Write out in full, word for word, the passage below on the sensitivity of the IMS-PCR assay for C. parvum oocysts.

» PASSAGE:
┄┄┄┄┄┄┄┄┄┄
To determine the number of C. parvum oocysts detectable by our IMS-PCR assay, the sensitivity of the method was investigated using 1–104 oocysts. For PCR amplification from purified oocysts, addition of Chelex-100 was required prior to the lysis step by thermal shocks. By protecting the extracted DNA from degradation at a high temperature, Chelex-100 allowed a higher yield of amplification products. However, raising the Chelex-100 concentration from 15 to 50% (w/v) did not increase the PCR yield. Thus, an intermediar Chelex-100 concentration of 25% (w/v) was used. Under these experimental conditions, the sensitivity of the IMS-PCR assay was very high with as little as one oocyst giving a clear signal detectable by agarose gel electrophoresis and dot-blot hybridization (data not shown).

To evaluate the sensitivity of the IMS-PCR test on drinking water samples, dechlorinated tap water samples of 5, 20 or 100 l were spiked in triplicate with 10-fold dilutions of oocysts ranging from 1 to 104 cells. Spiked oocysts were concentrated by filtration of the tap water sample through yarn-wound filters and/or polycarbonate membrane filters, depending on the water sample volume. The lower limit of detection was 1 oocyst on agarose gel electrophoresis and dot-blot hybridization in the three different volume samples of 5, 20 and 100 l (Fig. 1A and B). These results demonstrated the efficiency of the oocyst concentration and capture steps from tap water samples with no loss of oocysts occurring during filtration or IMS and no inhibitory substances present in the PCR mixture.
┄┄┄┄┄┄┄┄┄┄
» LISTED ENTRIES:
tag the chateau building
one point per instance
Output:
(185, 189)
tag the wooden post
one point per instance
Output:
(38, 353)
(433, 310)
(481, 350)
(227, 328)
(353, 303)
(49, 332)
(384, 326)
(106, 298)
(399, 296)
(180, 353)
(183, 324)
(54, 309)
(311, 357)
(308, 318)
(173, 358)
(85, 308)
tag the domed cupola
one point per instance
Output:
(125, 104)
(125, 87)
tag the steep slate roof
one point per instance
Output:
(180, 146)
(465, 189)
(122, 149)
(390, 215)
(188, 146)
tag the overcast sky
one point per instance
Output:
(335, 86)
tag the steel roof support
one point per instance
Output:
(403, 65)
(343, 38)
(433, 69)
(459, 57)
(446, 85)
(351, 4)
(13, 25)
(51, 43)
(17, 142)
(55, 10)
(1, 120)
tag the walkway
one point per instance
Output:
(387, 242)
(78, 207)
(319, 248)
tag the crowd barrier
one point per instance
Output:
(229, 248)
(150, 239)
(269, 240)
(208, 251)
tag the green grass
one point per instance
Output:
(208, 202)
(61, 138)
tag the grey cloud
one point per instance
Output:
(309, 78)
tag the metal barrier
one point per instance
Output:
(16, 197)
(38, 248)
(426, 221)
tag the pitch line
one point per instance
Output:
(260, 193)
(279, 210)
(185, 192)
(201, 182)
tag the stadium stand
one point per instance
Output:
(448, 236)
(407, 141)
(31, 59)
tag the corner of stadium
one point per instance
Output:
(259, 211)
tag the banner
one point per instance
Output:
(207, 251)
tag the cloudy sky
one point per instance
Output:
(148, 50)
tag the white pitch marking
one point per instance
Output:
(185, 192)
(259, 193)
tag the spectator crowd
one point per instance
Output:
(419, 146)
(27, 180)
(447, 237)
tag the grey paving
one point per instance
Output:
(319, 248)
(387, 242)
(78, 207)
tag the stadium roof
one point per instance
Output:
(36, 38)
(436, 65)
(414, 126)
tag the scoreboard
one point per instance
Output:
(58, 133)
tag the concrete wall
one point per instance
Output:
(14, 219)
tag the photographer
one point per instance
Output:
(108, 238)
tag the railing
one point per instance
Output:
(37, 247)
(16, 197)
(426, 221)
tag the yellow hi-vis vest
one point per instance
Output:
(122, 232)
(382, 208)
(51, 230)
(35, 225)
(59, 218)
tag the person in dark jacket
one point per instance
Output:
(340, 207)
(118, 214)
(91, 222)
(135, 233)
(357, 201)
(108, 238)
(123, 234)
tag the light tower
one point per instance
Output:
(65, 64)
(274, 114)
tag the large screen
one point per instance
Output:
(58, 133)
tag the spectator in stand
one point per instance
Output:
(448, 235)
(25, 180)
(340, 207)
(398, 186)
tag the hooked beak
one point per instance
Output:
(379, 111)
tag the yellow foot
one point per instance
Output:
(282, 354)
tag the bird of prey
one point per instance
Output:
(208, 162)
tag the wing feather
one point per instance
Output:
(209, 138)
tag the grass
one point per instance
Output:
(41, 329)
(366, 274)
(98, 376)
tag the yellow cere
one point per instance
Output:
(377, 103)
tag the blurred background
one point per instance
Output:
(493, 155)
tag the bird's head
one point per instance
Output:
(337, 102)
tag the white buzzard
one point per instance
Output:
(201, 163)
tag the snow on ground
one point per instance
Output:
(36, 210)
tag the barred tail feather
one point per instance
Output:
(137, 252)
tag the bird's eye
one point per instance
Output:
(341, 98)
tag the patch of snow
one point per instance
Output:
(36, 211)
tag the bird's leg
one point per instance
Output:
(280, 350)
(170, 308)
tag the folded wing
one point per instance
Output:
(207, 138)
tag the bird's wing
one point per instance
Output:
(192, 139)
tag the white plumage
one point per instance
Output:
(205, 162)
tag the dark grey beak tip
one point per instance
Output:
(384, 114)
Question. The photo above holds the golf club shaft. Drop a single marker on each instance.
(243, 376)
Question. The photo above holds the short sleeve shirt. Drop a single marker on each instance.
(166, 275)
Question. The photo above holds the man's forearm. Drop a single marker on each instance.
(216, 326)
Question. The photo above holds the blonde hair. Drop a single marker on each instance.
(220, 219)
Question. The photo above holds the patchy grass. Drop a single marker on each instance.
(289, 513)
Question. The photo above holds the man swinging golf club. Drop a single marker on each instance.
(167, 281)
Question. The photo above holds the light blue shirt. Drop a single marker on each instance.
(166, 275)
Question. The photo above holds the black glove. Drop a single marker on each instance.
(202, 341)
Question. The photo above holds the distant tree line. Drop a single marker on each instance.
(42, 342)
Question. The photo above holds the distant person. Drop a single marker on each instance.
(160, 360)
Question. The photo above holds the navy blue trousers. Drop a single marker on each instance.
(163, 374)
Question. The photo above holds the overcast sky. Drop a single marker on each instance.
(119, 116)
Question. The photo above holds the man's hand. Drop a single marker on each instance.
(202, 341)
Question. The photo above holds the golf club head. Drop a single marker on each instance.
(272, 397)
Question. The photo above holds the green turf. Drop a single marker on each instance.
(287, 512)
┄┄┄┄┄┄┄┄┄┄
» ANSWER FOR THE TASK:
To determine the number of C. parvum oocysts detectable by our IMS-PCR assay, the sensitivity of the method was investigated using 1–104 oocysts. For PCR amplification from purified oocysts, addition of Chelex-100 was required prior to the lysis step by thermal shocks. By protecting the extracted DNA from degradation at a high temperature, Chelex-100 allowed a higher yield of amplification products. However, raising the Chelex-100 concentration from 15 to 50% (w/v) did not increase the PCR yield. Thus, an intermediar Chelex-100 concentration of 25% (w/v) was used. Under these experimental conditions, the sensitivity of the IMS-PCR assay was very high with as little as one oocyst giving a clear signal detectable by agarose gel electrophoresis and dot-blot hybridization (data not shown).

To evaluate the sensitivity of the IMS-PCR test on drinking water samples, dechlorinated tap water samples of 5, 20 or 100 l were spiked in triplicate with 10-fold dilutions of oocysts ranging from 1 to 104 cells. Spiked oocysts were concentrated by filtration of the tap water sample through yarn-wound filters and/or polycarbonate membrane filters, depending on the water sample volume. The lower limit of detection was 1 oocyst on agarose gel electrophoresis and dot-blot hybridization in the three different volume samples of 5, 20 and 100 l (Fig. 1A and B). These results demonstrated the efficiency of the oocyst concentration and capture steps from tap water samples with no loss of oocysts occurring during filtration or IMS and no inhibitory substances present in the PCR mixture.